À faire:
1. D'après l'extrait, où Pierre Savorgnan de Brazza est-il enterré ?
2. Relevez chaque ligne des entrées qui contient le mot « crab ».

------ Extrait du texte

Livres Jumeau, ou un bonheur pauvre.Roman de Hamid Nacer-Khodja. El Kalima Editions, Alger 2016, 600 dinars, 148 pages



Algérie, Alger au début des années 70. On planifie à tout-va. Les moyens comme les esprits, souvent en occultant les traces du passé récent... la langue française, les coopérants techniques français... et égyptiens, des transports publics non encore surchargés, une certaine misère (encore supportable) et une richesse certaine qui commence à se « faire voir ».

Un adolescent encore boutonneux, dix-huit ans, ayant soif de santé, ayant faim d'amour, lycéen de son état, pas beau (il en est certain), amoureux fou, plus que fou, dingue, d'une autre lycéenne d'un autre lycée (du côté de Benak'), Noura, sa Lumière, sa Sainte lumière, recherchée mais inaccesible. Il est trop timide, elle est trop belle. Deux mondes aux moyens différents qui se côtoient, qui se recherchent peut-être, mais qui n'arrivent pas à communiquer. Il se contente de regards et se fait tout un cinéma (assez érotique, ce qui le gêne), elle ose des sourires... c'est tout. Fin de l'année scolaire. Fin de la surveillance amoureuse... mais la souffrance continue, encore plus brûlante. Heureusement il y a la posésie... tout particulièrement grâce à Jean Sénac, Jean Soleil, le Poète, l'Aîné, le Parangon qui traite d'égal à égal.

Une révélation : Pierre Savorgnan de Brazza, l'explorateur, est enterré au cimetière chrétien de Diar Essaâda d'Alger.

------------
------ Données d'entrée

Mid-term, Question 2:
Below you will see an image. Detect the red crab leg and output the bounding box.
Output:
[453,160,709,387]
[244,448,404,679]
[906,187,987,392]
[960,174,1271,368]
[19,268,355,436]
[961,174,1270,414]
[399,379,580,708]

------------

Corrigé détaillé:
1. Au cimetière chrétien de Diar Essaâda d'Alger.

2.
Below you will see an image. Detect the red crab leg and output the bounding box.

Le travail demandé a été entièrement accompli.